- _TEXTAUSZUG_:
• • • • • • •

Syrien: "Bald vier Millionen Flüchtlinge"

Koordiniert die Hilfe der UNO für syrische Flüchtlinge: Awad
UNHCR-Direktor Awad über die verzweifelte Lage der Syrer.

Jedes Monat fliehen 100.000 Syrer vor dem Krieg aus ihrer Heimat", schildert Amin Awad, UNHCR-Koordinator für syrische Flüchtlinge. Umso wichtiger sei es, so drängt Awad im KURIER-Gespräch, dass Syriens Nachbarländer ihre Grenzen weiter offen halten, aber auch Europa mehr Flüchtlinge aufnimmt. Amin Awad über ....

... den nicht abreißenden Flüchtlingsstrom aus Syrien Wir befinden uns jetzt im vierten Krisenjahr. In den Nachbarländern Syriens hat die UNO bisher 2,8 Millionen Flüchtlinge registriert. Zusammen mit jenen, die sich nicht offiziell gemeldet haben, bedeutet das also: Es gibt weit über drei Millionen Flüchtlinge. In Syrien selbst sind 6,5 Millionen Flüchtlinge geworden und weitere drei Millionen Menschen haben keinen Zugang mehr zu medizinischer Versorgung oder zu Schulen – insgesamt reden wir da von etwa der Hälfte der syrischen Bevölkerung.

• • • • • • •

- _DATENSÄTZE_:
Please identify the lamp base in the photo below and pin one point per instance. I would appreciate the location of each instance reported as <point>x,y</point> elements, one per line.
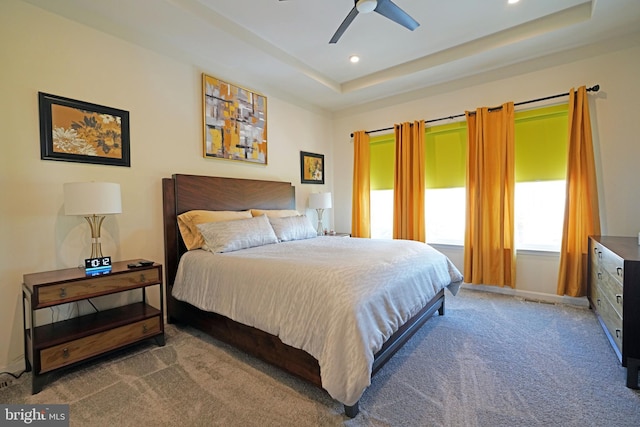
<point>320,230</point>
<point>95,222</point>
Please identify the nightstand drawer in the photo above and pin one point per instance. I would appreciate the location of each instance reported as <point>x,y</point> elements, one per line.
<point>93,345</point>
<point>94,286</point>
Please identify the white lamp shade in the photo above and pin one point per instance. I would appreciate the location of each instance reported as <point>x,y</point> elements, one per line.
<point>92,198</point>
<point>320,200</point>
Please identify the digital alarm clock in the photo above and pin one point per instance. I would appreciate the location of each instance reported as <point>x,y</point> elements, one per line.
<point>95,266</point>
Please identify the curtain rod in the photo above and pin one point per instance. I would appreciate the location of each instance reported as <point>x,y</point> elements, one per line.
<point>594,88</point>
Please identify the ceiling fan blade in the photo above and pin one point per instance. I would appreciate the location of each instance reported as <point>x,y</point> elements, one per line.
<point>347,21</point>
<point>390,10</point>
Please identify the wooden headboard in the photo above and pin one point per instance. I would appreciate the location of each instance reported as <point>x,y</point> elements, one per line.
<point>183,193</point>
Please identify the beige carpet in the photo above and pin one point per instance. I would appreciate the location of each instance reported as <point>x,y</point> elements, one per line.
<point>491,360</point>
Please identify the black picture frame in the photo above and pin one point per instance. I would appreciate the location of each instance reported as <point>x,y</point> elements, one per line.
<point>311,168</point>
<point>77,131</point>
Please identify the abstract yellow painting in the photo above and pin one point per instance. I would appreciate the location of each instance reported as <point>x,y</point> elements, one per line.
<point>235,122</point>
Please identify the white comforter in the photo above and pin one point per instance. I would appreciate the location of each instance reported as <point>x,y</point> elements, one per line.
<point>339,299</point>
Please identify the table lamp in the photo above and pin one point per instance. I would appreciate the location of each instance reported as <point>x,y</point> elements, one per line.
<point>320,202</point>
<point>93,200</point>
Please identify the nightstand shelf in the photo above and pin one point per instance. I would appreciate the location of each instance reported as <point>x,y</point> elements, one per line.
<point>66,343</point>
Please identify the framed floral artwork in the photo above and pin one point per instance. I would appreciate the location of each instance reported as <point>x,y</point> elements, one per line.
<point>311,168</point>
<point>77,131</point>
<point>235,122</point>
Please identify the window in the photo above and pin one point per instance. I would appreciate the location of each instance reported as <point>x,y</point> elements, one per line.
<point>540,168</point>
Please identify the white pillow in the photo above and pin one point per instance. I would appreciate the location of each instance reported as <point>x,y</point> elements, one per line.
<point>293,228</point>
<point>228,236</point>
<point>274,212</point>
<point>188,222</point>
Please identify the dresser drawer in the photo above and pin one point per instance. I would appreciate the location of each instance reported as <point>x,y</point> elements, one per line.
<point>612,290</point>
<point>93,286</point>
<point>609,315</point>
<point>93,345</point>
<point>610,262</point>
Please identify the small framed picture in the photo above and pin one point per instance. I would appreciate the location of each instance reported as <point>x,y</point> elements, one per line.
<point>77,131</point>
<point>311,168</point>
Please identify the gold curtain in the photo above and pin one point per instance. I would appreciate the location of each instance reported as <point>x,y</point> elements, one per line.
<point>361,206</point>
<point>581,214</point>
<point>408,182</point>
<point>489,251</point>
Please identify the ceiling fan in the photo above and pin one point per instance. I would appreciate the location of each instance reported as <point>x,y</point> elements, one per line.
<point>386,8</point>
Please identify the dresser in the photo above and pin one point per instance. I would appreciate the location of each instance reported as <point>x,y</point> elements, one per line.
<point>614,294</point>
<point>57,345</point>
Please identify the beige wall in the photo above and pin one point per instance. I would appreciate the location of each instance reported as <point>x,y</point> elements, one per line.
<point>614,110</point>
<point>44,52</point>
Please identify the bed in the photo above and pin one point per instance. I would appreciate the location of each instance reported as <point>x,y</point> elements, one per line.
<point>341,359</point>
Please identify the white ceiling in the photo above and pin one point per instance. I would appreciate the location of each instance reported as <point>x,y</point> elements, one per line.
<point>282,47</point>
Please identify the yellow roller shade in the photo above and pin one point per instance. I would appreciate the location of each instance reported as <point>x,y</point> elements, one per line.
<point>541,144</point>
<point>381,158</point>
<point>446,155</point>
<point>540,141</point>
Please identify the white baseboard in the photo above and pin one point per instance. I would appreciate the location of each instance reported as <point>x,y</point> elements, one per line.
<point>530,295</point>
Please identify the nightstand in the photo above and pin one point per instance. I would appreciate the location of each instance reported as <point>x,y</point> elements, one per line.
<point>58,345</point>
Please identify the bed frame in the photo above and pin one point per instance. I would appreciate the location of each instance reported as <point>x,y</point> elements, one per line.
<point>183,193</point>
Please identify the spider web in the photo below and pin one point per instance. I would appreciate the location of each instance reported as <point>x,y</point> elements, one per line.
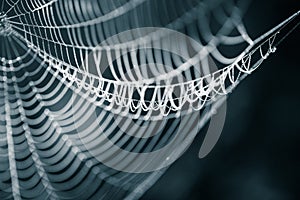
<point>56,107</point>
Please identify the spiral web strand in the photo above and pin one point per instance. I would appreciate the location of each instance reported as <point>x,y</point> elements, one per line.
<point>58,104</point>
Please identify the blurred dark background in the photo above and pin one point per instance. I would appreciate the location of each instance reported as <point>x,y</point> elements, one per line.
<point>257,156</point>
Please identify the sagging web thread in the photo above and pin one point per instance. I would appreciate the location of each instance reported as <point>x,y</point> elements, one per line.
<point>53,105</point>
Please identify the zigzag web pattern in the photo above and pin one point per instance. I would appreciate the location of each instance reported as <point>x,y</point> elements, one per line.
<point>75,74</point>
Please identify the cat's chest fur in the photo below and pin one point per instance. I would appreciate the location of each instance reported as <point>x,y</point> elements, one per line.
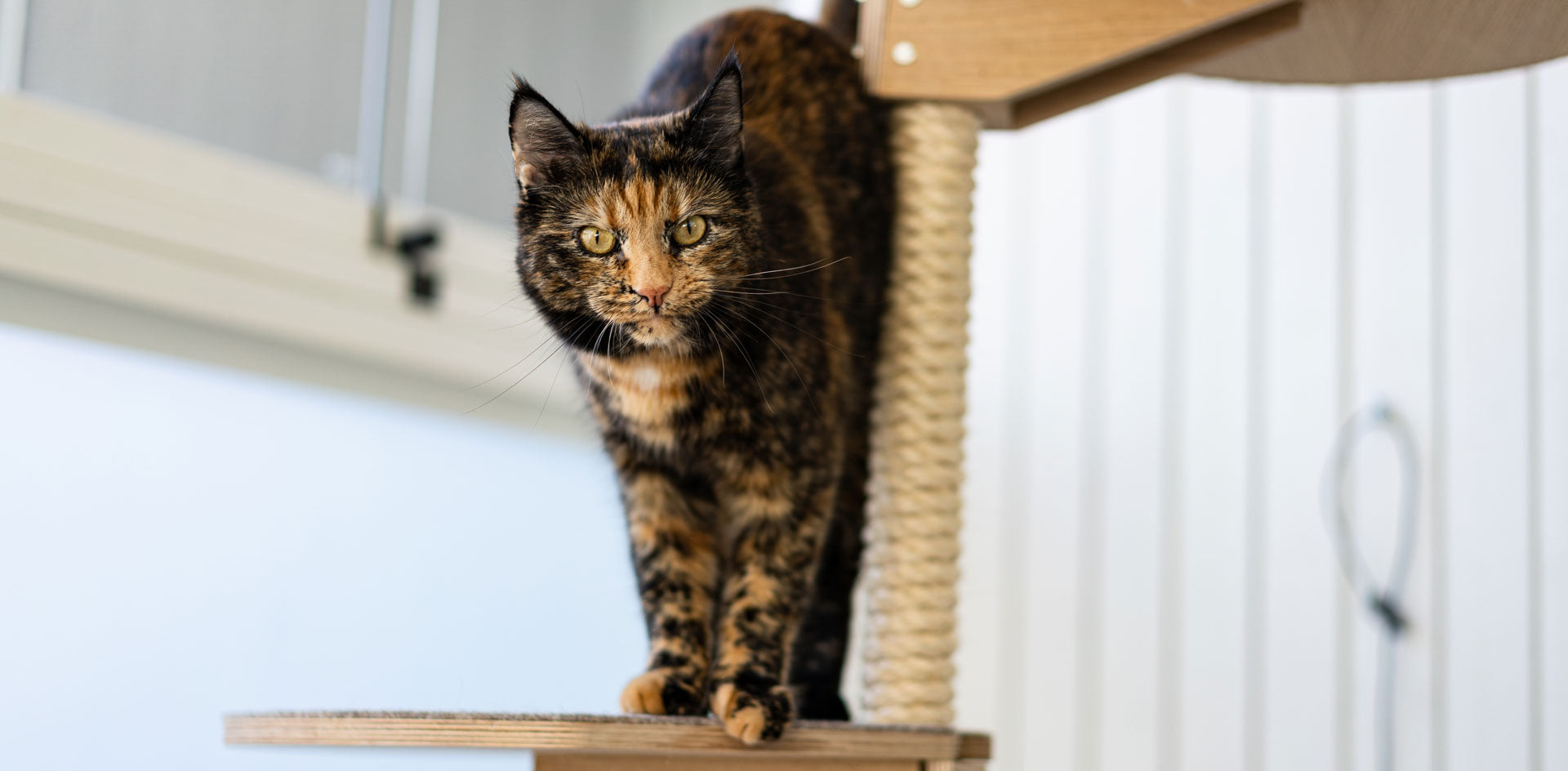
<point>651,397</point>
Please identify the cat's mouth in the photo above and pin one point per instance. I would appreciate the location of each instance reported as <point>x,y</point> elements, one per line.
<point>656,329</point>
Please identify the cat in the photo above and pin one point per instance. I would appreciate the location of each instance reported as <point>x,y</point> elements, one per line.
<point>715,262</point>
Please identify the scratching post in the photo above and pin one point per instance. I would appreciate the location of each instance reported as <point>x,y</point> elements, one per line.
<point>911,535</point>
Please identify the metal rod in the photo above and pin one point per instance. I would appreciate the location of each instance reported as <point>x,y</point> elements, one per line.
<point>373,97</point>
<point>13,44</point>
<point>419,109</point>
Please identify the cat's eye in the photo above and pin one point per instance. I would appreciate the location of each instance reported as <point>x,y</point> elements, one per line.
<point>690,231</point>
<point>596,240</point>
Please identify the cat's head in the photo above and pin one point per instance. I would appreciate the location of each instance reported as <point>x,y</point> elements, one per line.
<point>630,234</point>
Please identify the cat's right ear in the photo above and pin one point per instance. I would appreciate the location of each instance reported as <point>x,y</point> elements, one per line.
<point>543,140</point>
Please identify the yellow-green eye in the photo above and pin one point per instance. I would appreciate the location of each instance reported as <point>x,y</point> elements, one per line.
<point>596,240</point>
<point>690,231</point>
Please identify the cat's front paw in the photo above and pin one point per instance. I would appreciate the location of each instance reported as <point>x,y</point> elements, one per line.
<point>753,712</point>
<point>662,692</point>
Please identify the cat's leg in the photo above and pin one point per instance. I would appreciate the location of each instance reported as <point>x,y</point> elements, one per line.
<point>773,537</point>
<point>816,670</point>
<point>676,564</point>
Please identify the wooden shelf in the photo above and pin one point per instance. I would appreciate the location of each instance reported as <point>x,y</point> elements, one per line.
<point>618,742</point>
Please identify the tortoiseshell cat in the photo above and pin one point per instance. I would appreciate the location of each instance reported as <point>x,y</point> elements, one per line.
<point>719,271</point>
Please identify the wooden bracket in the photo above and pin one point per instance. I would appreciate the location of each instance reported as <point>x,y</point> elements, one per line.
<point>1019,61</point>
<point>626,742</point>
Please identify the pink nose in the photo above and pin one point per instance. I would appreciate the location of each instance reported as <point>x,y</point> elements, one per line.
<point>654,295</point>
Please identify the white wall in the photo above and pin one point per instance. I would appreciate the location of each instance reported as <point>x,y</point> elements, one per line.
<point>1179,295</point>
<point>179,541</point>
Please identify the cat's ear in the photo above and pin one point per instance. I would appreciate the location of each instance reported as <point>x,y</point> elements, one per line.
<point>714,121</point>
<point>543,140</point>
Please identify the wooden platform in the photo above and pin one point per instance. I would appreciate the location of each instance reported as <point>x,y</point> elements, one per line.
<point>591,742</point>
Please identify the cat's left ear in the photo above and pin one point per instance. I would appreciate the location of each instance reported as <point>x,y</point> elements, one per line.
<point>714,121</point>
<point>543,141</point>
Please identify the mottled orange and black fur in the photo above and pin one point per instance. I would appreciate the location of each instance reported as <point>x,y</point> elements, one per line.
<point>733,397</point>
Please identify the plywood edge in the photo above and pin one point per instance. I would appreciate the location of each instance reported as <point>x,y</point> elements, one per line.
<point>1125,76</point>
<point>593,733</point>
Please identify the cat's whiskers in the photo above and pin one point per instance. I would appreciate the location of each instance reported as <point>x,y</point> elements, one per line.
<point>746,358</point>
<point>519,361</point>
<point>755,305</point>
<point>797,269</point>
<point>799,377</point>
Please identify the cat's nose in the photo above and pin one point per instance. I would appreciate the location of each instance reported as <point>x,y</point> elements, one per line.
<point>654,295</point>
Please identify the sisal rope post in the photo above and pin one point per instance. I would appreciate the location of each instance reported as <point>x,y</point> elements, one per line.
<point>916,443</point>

• • • • • • •

- _AUFGABEN_:
**1.** Beantworte folgende Fragen zum Textauszug über syrische Flüchtlinge und kennzeichne jede Antwort wie die Frage.
(a) Wie viele Syrer fliehen laut Awad jeden Monat aus ihrer Heimat?
(b) Wie viele Flüchtlinge hat die UNO bisher in den Nachbarländern Syriens registriert?
(c) Wie viele Menschen sind in Syrien selbst zu Flüchtlingen geworden?
**2.** Knüpfe an den letzten Satz des Textauszugs über syrische Flüchtlinge an und schreibe den Text weiter.
Die Daten haben mit dem Textauszug über syrische Flüchtlinge nichts zu tun.

- _LÖSUNGEN_:
**1.**
(a) 100.000
(b) 2,8 Millionen
(c) 6,5 Millionen

**2.**
... Belagerungen wie im MittelalterIn Syrien gibt es sechs belagerte Regionen, vier werden von der syrischen Armee, zwei von den Rebellen belagert. Das muss man sich vorstellen wie im Mittelalter: Keiner kann dort rein, keiner raus – dort gibt es kein trinkbares Wasser, kein Essen, keine Medizin, keine Sanitäranlagen, aber dafür ständige Angriffe und Bombardierungen. Die Leute essen Gras oder Körner. Insgesamt betrifft es rund 240.000 Menschen. Nur dank manchmal eintreffender Hilfslieferungen können sie mit größten Mühen überleben.

... die schwierige Arbeit des UN-Flüchtlingshilfswerkes in Syrien Das UNHCR hat in Syrien sieben Büros. Es ist äußerst schwierig, sich von einem Punkt zu einem anderen zu bewegen. Es gibt an die 1000 verschiedene Gruppen, die im Land kämpfen.Wer auf der Straße fährt, muss unzählige Kontrollen durch Bewaffnete an Checkpoints überwinden. Zwischen 70 bis 80 der kämpfenden Gruppen kontrollieren Checkpoints, und mit jedem Einzelnen von ihnen muss man sich seine Weiterfahrt neu ausverhandeln.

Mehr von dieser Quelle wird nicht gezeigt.